Your task.
Find "of the potted" in the data below; transcribe the line it appears on and each line after it, exactly, to the end, and nothing else.

Image-grounded pointing data.
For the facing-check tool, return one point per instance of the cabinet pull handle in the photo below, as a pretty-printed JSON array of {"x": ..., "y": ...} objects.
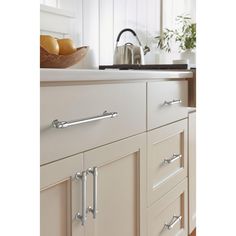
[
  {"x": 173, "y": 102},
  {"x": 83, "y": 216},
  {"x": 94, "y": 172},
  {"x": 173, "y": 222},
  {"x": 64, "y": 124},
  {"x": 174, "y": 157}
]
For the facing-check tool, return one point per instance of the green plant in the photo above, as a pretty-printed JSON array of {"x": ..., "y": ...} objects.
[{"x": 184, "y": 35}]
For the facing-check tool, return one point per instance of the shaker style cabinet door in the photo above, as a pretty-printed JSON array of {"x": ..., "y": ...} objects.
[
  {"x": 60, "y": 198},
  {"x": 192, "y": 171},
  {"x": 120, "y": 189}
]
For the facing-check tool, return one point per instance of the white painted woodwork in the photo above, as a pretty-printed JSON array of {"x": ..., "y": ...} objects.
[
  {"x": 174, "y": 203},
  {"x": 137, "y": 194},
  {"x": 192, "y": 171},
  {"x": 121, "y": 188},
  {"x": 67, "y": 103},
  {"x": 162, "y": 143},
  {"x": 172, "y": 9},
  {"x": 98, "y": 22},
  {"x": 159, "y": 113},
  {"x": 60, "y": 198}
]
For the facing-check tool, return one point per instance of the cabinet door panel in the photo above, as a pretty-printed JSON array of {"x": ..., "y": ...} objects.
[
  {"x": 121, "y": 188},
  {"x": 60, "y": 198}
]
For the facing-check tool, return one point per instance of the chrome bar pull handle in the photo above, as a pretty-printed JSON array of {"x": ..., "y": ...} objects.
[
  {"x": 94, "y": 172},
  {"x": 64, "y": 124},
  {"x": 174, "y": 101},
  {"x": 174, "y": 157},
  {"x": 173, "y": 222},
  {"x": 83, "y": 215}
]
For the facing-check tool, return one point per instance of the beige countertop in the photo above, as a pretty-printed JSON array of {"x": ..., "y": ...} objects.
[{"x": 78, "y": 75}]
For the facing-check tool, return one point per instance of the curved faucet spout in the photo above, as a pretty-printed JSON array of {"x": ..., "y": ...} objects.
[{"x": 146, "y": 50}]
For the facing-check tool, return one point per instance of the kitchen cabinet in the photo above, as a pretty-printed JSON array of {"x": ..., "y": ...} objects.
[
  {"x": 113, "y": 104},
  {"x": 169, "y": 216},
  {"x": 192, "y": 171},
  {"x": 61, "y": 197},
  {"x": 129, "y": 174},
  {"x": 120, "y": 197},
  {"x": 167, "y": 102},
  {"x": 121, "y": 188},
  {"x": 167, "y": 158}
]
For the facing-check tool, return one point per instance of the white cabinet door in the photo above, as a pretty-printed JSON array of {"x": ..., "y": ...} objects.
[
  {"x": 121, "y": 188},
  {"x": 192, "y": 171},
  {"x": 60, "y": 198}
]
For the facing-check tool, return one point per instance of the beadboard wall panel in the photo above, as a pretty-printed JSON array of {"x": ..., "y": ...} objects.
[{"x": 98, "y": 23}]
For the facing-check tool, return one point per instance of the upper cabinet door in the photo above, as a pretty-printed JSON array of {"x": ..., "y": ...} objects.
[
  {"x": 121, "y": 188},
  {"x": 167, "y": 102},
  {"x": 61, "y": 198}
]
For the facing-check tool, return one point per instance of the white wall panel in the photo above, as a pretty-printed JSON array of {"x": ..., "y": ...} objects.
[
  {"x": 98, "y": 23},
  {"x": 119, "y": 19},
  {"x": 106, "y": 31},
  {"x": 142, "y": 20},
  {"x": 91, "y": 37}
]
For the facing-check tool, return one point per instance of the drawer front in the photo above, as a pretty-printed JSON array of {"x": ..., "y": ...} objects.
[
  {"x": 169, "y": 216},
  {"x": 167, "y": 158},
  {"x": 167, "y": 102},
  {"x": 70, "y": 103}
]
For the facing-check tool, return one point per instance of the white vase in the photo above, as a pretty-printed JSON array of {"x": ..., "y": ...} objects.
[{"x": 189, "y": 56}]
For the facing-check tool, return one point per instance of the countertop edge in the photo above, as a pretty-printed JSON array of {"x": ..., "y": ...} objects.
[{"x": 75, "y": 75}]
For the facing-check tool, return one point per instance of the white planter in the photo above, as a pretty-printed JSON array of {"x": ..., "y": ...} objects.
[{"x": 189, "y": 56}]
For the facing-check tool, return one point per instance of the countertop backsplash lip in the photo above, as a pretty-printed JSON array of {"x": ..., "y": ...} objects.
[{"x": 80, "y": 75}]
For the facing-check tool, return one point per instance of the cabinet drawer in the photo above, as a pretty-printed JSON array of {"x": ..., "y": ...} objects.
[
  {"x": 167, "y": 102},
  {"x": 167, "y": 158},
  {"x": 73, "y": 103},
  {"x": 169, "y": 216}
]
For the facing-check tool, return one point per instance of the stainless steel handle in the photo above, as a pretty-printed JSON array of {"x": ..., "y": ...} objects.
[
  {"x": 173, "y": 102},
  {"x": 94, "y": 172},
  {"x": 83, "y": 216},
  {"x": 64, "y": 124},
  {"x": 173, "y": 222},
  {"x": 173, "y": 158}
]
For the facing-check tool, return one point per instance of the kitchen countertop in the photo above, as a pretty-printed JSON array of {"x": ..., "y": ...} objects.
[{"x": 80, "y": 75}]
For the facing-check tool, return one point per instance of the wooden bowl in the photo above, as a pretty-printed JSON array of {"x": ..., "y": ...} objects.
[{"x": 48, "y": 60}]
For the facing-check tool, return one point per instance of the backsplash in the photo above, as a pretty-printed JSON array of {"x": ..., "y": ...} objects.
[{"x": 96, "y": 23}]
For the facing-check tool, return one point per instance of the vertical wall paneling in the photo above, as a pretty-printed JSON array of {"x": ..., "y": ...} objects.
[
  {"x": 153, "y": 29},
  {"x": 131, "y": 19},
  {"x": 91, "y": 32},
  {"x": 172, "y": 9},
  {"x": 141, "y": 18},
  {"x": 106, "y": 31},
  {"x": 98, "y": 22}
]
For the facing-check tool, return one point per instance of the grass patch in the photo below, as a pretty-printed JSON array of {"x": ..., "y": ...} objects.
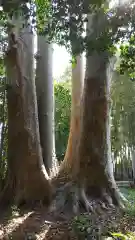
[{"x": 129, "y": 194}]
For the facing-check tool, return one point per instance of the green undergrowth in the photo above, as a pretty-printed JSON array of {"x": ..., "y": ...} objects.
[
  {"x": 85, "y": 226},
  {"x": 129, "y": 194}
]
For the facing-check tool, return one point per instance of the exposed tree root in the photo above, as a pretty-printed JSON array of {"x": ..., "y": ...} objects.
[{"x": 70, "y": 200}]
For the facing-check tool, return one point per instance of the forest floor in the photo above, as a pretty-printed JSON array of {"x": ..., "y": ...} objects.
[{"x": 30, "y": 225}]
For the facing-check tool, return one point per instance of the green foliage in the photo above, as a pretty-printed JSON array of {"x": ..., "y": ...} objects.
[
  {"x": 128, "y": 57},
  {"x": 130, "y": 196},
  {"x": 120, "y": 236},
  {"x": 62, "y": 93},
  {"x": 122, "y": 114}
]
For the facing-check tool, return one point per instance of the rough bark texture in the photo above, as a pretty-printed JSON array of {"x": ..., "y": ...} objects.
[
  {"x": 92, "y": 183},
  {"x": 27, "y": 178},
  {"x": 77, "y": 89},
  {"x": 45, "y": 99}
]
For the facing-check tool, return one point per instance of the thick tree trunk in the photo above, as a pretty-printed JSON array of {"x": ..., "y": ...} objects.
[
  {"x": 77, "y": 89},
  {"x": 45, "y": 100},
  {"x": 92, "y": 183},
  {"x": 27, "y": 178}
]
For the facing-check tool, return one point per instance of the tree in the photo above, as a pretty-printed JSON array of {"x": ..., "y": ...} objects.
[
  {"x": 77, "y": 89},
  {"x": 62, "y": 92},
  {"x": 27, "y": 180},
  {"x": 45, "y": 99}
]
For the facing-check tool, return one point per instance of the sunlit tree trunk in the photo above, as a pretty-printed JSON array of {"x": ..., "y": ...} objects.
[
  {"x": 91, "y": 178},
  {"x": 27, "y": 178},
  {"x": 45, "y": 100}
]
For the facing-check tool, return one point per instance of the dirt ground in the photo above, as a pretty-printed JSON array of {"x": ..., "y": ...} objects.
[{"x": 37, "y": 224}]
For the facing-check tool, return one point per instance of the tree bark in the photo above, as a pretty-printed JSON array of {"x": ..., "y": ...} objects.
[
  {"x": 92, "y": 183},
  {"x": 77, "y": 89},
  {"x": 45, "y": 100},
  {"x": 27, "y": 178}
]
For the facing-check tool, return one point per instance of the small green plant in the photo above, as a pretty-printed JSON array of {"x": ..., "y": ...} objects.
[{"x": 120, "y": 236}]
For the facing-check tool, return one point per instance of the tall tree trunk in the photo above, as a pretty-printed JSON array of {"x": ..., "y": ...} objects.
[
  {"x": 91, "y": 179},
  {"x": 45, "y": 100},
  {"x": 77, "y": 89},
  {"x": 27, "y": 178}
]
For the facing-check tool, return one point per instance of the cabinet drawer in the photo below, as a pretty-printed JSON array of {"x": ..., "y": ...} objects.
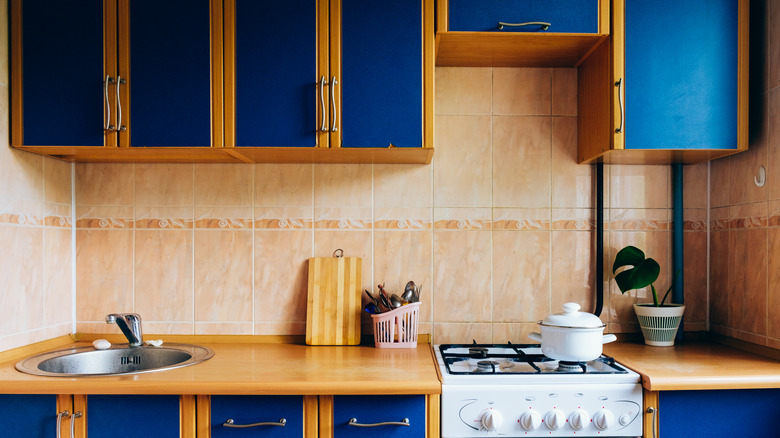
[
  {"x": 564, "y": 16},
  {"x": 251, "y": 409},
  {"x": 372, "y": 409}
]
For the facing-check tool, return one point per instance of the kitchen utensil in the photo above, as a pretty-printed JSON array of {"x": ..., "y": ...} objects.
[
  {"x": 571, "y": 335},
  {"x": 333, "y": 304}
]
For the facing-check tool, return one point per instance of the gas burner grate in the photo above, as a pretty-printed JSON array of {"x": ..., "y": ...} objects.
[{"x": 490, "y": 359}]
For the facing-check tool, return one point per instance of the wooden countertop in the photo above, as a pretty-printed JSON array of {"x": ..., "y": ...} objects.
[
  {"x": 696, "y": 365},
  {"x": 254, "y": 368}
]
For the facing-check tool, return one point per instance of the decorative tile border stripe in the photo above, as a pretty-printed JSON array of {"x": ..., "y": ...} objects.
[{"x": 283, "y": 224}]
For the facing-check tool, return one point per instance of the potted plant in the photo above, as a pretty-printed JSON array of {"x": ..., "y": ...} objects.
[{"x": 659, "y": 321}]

Solved problem.
For the facing-check tool, return one point per instance of the potted plant in the photo above, as a pretty-printed JSON array of {"x": ..., "y": ...} objects.
[{"x": 659, "y": 321}]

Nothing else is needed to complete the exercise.